**What is expected:**
Your task is to give the listing below back word for word, pictures excluded.

**Point placement records:**
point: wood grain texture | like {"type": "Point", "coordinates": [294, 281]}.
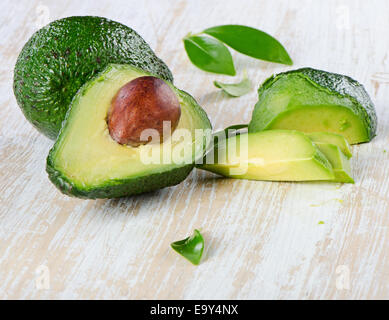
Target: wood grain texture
{"type": "Point", "coordinates": [263, 239]}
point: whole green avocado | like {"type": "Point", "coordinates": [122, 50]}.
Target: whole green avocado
{"type": "Point", "coordinates": [59, 58]}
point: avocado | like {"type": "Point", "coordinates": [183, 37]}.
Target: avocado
{"type": "Point", "coordinates": [339, 161]}
{"type": "Point", "coordinates": [277, 155]}
{"type": "Point", "coordinates": [332, 138]}
{"type": "Point", "coordinates": [86, 162]}
{"type": "Point", "coordinates": [311, 100]}
{"type": "Point", "coordinates": [59, 58]}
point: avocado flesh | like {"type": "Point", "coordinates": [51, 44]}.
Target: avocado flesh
{"type": "Point", "coordinates": [276, 155]}
{"type": "Point", "coordinates": [312, 100]}
{"type": "Point", "coordinates": [86, 162]}
{"type": "Point", "coordinates": [331, 138]}
{"type": "Point", "coordinates": [59, 58]}
{"type": "Point", "coordinates": [339, 161]}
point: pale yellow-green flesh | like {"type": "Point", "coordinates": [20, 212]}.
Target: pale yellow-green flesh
{"type": "Point", "coordinates": [339, 161]}
{"type": "Point", "coordinates": [332, 138]}
{"type": "Point", "coordinates": [89, 156]}
{"type": "Point", "coordinates": [278, 155]}
{"type": "Point", "coordinates": [335, 119]}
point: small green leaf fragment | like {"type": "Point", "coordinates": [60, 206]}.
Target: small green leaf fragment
{"type": "Point", "coordinates": [209, 54]}
{"type": "Point", "coordinates": [235, 89]}
{"type": "Point", "coordinates": [252, 42]}
{"type": "Point", "coordinates": [190, 248]}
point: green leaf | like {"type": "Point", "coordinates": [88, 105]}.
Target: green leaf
{"type": "Point", "coordinates": [252, 42]}
{"type": "Point", "coordinates": [190, 248]}
{"type": "Point", "coordinates": [209, 55]}
{"type": "Point", "coordinates": [235, 89]}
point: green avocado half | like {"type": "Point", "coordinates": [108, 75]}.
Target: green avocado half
{"type": "Point", "coordinates": [311, 100]}
{"type": "Point", "coordinates": [59, 58]}
{"type": "Point", "coordinates": [86, 162]}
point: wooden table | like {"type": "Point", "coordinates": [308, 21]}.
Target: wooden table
{"type": "Point", "coordinates": [263, 239]}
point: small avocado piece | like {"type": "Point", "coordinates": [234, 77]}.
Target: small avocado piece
{"type": "Point", "coordinates": [311, 100]}
{"type": "Point", "coordinates": [86, 162]}
{"type": "Point", "coordinates": [276, 155]}
{"type": "Point", "coordinates": [59, 58]}
{"type": "Point", "coordinates": [339, 161]}
{"type": "Point", "coordinates": [332, 138]}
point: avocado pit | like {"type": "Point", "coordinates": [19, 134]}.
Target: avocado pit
{"type": "Point", "coordinates": [143, 103]}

**Exercise output:**
point: wood grain texture | like {"type": "Point", "coordinates": [294, 281]}.
Target: wood grain texture
{"type": "Point", "coordinates": [263, 239]}
point: whole green avocado | like {"type": "Point", "coordinates": [122, 50]}.
Target: whole green avocado
{"type": "Point", "coordinates": [59, 58]}
point: avocado | like {"type": "Point", "coordinates": [183, 37]}.
Target: avocado
{"type": "Point", "coordinates": [339, 161]}
{"type": "Point", "coordinates": [277, 155]}
{"type": "Point", "coordinates": [332, 138]}
{"type": "Point", "coordinates": [86, 162]}
{"type": "Point", "coordinates": [311, 100]}
{"type": "Point", "coordinates": [59, 58]}
point: avocado flesh | like {"type": "Point", "coordinates": [51, 44]}.
Target: avocado flesh
{"type": "Point", "coordinates": [276, 155]}
{"type": "Point", "coordinates": [312, 100]}
{"type": "Point", "coordinates": [86, 162]}
{"type": "Point", "coordinates": [331, 138]}
{"type": "Point", "coordinates": [59, 58]}
{"type": "Point", "coordinates": [339, 161]}
point: pale yellow-green flesh | like {"type": "Point", "coordinates": [20, 212]}.
Target: pale yellow-green flesh
{"type": "Point", "coordinates": [339, 161]}
{"type": "Point", "coordinates": [332, 138]}
{"type": "Point", "coordinates": [89, 156]}
{"type": "Point", "coordinates": [278, 155]}
{"type": "Point", "coordinates": [335, 119]}
point: small green leaf fragment | like {"type": "Point", "coordinates": [60, 206]}.
Target: small green leaf fragment
{"type": "Point", "coordinates": [209, 54]}
{"type": "Point", "coordinates": [235, 89]}
{"type": "Point", "coordinates": [252, 42]}
{"type": "Point", "coordinates": [190, 248]}
point: green leaf | like {"type": "Point", "coordinates": [88, 105]}.
Target: green leaf
{"type": "Point", "coordinates": [252, 42]}
{"type": "Point", "coordinates": [190, 248]}
{"type": "Point", "coordinates": [209, 55]}
{"type": "Point", "coordinates": [235, 89]}
point: green avocado half | like {"type": "Point", "coordinates": [108, 75]}.
Target: green avocado half
{"type": "Point", "coordinates": [311, 100]}
{"type": "Point", "coordinates": [59, 58]}
{"type": "Point", "coordinates": [86, 162]}
point: wooden table | like {"type": "Point", "coordinates": [308, 21]}.
Target: wooden table
{"type": "Point", "coordinates": [263, 239]}
point: small avocado piece | like {"type": "Point", "coordinates": [234, 77]}.
Target: small avocado piece
{"type": "Point", "coordinates": [311, 100]}
{"type": "Point", "coordinates": [86, 162]}
{"type": "Point", "coordinates": [276, 155]}
{"type": "Point", "coordinates": [59, 58]}
{"type": "Point", "coordinates": [339, 161]}
{"type": "Point", "coordinates": [332, 138]}
point: avocado pit | like {"type": "Point", "coordinates": [19, 134]}.
Target: avocado pit
{"type": "Point", "coordinates": [143, 103]}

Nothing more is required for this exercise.